The problem: Every line of the records must be repeated exactly; pictures stay out.

━━━━━ Records supplied ━━━━━

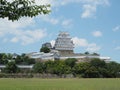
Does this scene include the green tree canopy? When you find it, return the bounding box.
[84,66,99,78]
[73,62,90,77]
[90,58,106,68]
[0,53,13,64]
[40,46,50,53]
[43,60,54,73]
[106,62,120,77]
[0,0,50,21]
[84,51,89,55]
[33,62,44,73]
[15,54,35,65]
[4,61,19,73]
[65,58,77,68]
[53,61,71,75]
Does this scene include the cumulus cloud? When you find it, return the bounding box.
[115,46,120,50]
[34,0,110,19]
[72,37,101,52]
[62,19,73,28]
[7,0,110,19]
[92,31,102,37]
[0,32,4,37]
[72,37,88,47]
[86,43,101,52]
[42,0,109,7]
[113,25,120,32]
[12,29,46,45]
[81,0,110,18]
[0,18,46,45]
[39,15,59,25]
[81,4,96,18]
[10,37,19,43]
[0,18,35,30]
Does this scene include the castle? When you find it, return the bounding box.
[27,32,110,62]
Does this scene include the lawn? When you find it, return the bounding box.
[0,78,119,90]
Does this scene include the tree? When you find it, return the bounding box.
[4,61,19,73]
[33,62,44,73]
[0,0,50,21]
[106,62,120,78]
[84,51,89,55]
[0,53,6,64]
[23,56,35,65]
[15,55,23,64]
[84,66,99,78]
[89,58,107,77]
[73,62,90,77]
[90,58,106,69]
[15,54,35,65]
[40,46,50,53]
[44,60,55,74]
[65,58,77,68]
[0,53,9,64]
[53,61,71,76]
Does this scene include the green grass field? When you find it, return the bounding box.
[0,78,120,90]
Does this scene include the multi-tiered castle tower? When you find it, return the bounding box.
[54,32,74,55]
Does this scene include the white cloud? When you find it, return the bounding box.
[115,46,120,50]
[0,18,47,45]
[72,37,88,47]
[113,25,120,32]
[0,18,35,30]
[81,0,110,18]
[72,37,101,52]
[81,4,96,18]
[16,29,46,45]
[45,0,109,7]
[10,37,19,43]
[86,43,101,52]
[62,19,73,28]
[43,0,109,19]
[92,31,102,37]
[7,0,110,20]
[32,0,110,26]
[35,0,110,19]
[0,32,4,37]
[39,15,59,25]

━━━━━

Exercise result:
Does this scene include the green tree canopy? When you find it, return the bounding box.
[84,66,99,78]
[73,62,90,77]
[90,58,106,68]
[0,53,13,64]
[40,46,50,53]
[43,60,54,73]
[106,62,120,77]
[0,0,50,21]
[84,51,89,55]
[33,62,44,73]
[15,54,35,65]
[4,61,19,73]
[65,58,77,68]
[53,61,71,75]
Does this scene include the cumulus cloud? When you find it, return the bounding box.
[115,46,120,50]
[34,0,110,19]
[72,37,101,52]
[62,19,73,28]
[7,0,110,19]
[92,31,102,37]
[0,32,4,37]
[72,37,88,47]
[86,43,101,52]
[42,0,109,7]
[113,25,120,32]
[12,29,46,45]
[81,0,110,18]
[0,18,46,45]
[39,15,59,25]
[81,4,96,18]
[10,37,19,43]
[0,18,35,30]
Does this scene include the castle? When you find it, return the bounding box.
[27,32,110,62]
Does this scene include the lawn? When you find it, return the bounding box.
[0,78,119,90]
Does this scene include the tree? When you find it, return the bounding box.
[4,61,19,73]
[33,62,44,73]
[0,0,50,21]
[106,62,120,78]
[84,51,89,55]
[0,53,6,64]
[23,56,35,65]
[15,55,23,64]
[84,66,99,78]
[89,58,107,77]
[73,62,90,77]
[90,58,106,69]
[15,54,35,65]
[40,46,50,53]
[44,60,55,74]
[65,58,77,68]
[0,53,9,64]
[53,61,71,76]
Does this scene include the green grass field? When you find it, return the bounding box.
[0,78,120,90]
Does this scene include the multi-tiered castle tower? When you find it, return the bounding box.
[54,32,74,55]
Does this scene include the white cloud? When you find it, return the bounding box.
[115,46,120,50]
[0,18,47,45]
[72,37,88,47]
[113,25,120,32]
[0,18,35,30]
[81,0,110,18]
[72,37,101,52]
[81,4,96,18]
[16,29,46,45]
[45,0,109,7]
[10,37,19,43]
[86,43,101,52]
[62,19,73,28]
[43,0,109,19]
[92,31,102,37]
[7,0,110,20]
[32,0,110,26]
[35,0,110,19]
[0,32,4,37]
[39,15,59,25]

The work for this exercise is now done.